--- DO THIS ---
Output the items from the start through the line containing "[0,2,474,490]" as a two-column CSV with the headers item_text and answer, one row per item. Put each field in double quotes and replace line breaks with spaces.
RECORDED DATA start
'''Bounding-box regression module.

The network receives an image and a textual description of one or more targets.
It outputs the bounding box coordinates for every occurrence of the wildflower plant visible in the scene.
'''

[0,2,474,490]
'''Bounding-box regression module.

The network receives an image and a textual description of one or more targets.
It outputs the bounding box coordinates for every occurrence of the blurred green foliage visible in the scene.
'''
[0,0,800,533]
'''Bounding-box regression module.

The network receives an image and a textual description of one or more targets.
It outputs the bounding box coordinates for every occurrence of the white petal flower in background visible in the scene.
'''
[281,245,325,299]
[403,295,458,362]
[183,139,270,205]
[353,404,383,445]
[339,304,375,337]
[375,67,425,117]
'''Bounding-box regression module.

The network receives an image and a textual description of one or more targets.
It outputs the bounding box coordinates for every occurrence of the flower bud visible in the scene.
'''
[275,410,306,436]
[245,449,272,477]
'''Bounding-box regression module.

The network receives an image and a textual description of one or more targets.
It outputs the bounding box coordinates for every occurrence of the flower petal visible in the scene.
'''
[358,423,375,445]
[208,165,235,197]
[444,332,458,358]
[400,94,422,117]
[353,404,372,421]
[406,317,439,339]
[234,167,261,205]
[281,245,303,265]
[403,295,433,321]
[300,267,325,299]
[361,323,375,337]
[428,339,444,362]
RECORDED DATA end
--- REPLY TO THE EXERCISE ---
item_text,answer
"'''Bounding-box regression module. The network receives an image and a textual description of one or more targets. It outputs the bounding box coordinates for every occurrence of the wildflower plant visible in the scene. '''","[0,2,474,490]"